Stated task: Identify each line of the items below that contains the word "forest" and copy every such line.

********

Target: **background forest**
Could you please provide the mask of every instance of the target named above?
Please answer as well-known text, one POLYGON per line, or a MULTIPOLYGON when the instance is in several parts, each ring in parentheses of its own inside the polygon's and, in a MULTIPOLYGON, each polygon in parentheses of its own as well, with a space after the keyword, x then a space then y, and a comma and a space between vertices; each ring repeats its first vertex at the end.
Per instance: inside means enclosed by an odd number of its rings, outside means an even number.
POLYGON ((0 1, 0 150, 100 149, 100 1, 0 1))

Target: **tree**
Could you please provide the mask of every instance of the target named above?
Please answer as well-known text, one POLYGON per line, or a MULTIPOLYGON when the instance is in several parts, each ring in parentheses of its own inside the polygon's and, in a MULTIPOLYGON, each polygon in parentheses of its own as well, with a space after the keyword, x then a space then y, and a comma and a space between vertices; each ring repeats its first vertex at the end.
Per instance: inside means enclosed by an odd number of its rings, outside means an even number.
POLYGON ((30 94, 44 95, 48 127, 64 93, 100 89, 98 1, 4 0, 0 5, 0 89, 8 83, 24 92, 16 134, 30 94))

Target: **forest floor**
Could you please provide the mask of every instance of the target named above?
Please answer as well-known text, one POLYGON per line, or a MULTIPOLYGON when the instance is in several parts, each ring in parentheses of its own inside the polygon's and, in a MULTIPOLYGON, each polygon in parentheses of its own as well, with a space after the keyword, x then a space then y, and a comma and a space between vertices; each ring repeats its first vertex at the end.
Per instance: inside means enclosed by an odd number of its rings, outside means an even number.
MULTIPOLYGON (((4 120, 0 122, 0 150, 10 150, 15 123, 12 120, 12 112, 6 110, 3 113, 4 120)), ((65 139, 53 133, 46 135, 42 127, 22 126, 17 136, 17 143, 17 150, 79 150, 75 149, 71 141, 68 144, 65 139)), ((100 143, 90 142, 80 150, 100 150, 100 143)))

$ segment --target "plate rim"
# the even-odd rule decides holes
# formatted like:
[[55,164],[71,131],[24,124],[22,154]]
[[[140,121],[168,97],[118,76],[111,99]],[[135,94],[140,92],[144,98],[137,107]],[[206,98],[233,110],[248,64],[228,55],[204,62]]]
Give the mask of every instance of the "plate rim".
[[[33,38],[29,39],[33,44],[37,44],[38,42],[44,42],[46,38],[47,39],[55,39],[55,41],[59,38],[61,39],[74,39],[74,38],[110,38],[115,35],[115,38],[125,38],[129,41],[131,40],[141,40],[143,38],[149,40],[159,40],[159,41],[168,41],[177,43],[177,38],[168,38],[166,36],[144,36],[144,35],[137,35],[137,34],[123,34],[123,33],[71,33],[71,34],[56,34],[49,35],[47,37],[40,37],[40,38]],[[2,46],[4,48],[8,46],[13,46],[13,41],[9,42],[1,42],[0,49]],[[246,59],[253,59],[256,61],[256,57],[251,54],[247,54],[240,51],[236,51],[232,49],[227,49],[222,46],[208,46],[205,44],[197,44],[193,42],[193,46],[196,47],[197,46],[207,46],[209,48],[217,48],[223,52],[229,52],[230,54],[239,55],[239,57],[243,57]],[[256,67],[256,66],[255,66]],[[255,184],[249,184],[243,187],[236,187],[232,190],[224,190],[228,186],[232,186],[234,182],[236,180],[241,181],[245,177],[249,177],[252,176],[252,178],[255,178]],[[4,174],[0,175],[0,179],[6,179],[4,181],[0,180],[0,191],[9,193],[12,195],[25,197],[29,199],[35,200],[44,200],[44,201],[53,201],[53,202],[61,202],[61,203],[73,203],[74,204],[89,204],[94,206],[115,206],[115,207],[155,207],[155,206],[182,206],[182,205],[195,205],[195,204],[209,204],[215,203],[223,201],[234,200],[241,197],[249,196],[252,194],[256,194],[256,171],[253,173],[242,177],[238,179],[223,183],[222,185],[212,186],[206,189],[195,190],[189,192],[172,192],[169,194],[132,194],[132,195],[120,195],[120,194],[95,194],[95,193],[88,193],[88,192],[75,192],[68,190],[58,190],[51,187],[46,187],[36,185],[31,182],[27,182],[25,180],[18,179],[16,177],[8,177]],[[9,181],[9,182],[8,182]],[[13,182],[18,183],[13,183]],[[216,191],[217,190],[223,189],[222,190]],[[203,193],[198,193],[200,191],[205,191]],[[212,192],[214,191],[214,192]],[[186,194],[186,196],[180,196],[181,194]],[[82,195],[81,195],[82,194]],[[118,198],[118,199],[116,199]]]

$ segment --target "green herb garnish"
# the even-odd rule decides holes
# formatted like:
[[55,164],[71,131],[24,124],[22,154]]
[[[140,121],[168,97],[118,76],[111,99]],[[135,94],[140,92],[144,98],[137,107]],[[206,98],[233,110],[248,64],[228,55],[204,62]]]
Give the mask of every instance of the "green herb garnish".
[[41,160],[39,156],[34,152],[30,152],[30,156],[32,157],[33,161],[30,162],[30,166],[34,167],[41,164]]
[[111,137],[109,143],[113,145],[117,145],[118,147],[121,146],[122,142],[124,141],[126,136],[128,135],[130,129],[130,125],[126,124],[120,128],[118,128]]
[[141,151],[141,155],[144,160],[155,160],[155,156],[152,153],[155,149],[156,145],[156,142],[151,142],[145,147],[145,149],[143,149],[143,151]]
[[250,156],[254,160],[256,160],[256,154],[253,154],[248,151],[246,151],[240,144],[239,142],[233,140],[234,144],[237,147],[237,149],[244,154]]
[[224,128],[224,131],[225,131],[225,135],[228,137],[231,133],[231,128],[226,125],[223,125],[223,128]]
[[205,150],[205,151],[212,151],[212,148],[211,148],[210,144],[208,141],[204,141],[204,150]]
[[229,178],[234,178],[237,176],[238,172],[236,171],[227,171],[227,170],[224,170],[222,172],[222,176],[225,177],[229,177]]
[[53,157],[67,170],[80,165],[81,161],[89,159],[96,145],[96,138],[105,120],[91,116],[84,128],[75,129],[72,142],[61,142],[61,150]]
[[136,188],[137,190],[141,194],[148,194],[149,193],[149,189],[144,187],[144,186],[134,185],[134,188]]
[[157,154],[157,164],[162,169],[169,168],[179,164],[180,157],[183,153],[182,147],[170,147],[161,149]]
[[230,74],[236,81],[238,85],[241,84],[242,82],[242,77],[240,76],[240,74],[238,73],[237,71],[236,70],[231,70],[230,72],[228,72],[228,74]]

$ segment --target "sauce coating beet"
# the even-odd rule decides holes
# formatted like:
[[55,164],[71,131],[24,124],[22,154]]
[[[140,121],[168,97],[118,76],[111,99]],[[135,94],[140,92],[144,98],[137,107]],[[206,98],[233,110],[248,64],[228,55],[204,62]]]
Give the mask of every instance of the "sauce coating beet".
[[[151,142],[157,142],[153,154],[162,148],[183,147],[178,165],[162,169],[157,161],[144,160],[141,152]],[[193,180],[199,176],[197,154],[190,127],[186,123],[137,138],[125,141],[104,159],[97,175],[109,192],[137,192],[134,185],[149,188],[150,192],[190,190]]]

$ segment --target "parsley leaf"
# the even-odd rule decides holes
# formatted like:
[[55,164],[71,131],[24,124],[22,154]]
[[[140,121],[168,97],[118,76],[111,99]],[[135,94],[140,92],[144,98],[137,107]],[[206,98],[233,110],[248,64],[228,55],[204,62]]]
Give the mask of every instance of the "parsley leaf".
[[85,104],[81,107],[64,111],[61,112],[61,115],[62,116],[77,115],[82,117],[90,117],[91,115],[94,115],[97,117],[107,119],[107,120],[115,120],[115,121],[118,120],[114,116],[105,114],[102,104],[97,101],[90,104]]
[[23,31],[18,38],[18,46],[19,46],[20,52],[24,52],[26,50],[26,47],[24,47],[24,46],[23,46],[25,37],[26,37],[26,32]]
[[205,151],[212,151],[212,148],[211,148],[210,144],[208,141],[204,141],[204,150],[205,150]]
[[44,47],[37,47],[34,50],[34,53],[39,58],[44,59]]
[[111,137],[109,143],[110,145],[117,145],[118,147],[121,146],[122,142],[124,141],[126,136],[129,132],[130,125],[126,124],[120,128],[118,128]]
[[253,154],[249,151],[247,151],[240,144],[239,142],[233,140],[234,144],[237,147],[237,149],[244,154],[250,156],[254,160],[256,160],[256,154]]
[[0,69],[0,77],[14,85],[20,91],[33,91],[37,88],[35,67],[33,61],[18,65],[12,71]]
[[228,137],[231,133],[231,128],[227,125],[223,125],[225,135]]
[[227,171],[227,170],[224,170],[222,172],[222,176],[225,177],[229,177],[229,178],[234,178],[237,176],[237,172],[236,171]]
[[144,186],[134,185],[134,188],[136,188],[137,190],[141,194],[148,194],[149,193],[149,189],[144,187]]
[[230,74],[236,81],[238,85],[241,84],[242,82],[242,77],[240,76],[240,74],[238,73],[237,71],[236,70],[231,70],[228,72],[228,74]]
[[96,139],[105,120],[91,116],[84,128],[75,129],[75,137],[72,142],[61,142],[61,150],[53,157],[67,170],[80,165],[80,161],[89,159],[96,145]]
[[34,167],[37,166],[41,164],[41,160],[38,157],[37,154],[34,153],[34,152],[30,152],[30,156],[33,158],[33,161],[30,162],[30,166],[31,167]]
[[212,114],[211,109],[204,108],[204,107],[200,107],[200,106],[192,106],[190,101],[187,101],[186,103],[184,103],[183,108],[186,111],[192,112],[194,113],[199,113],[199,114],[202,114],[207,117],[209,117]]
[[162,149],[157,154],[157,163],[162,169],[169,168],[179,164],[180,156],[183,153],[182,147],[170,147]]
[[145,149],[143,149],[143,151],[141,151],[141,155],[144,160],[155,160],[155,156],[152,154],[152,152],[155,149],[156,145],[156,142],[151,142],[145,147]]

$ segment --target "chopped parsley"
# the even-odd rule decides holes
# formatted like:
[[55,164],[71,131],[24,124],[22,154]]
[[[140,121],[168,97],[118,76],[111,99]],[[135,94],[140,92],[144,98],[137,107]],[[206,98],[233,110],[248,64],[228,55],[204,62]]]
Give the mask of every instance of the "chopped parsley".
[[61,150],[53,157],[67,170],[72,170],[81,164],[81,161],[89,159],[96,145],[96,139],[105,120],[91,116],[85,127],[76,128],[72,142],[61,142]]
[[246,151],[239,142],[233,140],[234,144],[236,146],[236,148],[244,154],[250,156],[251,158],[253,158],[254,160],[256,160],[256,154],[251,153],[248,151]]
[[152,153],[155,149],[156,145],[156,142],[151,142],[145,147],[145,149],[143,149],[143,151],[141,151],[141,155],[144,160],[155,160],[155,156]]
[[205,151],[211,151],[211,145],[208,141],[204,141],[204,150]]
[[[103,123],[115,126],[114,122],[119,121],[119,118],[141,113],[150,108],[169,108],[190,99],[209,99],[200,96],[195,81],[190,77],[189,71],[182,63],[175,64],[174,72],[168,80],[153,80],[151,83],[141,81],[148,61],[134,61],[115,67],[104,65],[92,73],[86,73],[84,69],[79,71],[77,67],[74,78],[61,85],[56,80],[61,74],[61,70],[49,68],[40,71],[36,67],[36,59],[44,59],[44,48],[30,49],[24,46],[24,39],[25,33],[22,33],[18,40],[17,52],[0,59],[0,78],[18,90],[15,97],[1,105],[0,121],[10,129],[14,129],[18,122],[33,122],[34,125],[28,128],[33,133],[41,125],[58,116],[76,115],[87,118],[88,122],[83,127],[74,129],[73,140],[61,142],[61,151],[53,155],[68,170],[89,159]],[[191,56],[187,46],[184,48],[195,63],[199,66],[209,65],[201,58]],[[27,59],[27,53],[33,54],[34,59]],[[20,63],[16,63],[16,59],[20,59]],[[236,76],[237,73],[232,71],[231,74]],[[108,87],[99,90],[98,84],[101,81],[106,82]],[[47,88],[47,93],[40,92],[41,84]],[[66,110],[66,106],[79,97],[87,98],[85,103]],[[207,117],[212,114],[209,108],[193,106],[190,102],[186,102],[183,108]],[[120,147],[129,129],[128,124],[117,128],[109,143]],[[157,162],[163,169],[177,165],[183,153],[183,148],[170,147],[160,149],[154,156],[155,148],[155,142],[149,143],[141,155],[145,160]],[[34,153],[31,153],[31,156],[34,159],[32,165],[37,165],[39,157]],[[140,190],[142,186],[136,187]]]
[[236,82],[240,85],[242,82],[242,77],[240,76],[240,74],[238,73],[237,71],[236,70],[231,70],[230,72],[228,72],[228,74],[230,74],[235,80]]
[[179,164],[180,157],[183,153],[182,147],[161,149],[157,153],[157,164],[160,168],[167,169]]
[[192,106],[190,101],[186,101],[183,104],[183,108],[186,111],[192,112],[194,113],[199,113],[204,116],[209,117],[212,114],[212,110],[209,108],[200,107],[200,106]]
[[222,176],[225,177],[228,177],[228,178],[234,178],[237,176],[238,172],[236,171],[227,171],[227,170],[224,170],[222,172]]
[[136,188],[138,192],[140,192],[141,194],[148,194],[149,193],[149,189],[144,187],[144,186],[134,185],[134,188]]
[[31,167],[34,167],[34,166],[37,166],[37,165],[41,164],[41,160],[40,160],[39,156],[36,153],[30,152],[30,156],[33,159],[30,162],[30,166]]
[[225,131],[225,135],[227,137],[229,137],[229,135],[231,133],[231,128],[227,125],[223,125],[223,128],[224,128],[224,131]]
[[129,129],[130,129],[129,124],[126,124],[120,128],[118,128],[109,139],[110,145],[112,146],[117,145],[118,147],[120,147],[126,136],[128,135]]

********

Complete output:
Target: **background forest**
Target: **forest floor**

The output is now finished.